O peso dos olhos que se desviam

  "Vivemos submersos no fundo de um oceano de ar"
Evangelista Torricelli
imagem criada no copiloto iA

“Eu era olhada quando jovem. Hoje, mais velha, sou ignorada. “

Ouço isso e penso: o olhar que se desvia talvez seja mais violento do que o que julga. Porque o julgamento, ao menos, reconhece existência. A indiferença nos torna fantasmas antes da hora.

Estamos em uma roda de conversas sobre o filme norueguês Sex ( da trilogia Sex, Love, Dreams). Pessoas de classe média em uma casa de cultura. Pessoas privilegiadas por terem acesso à cultura em um país onde tantos carecem de comida e abrigo. Duas pessoas tinham morrido de frio porque dormiam na rua em uma semana particularmente fria. Faz frio neste país tropical, abençoado por Deus e bonito por natureza. Nem sempre.

▸ Linhas listadas
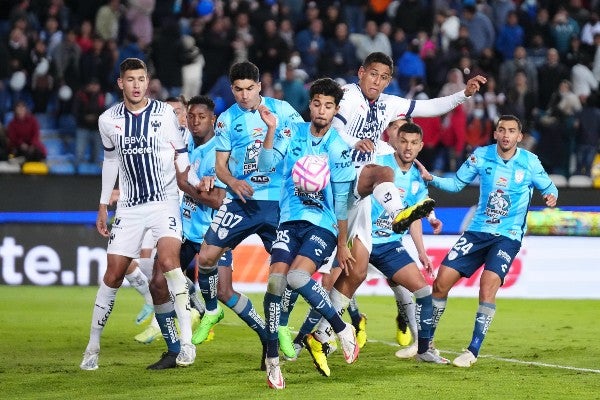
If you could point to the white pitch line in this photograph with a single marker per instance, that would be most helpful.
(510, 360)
...
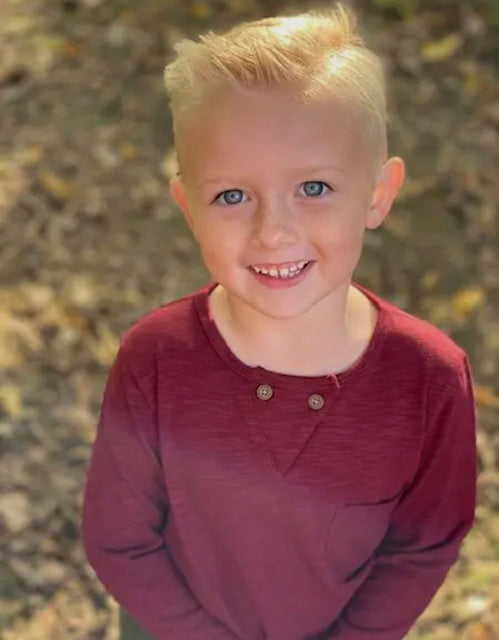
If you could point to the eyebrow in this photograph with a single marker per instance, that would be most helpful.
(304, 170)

▸ Tarefa
Como fica em inglês a frase "A indiferença nos torna fantasmas antes da hora.", do trecho sobre o olhar que se desvia?

▸ Resposta abaixo
Indifference turns us into ghosts before our time.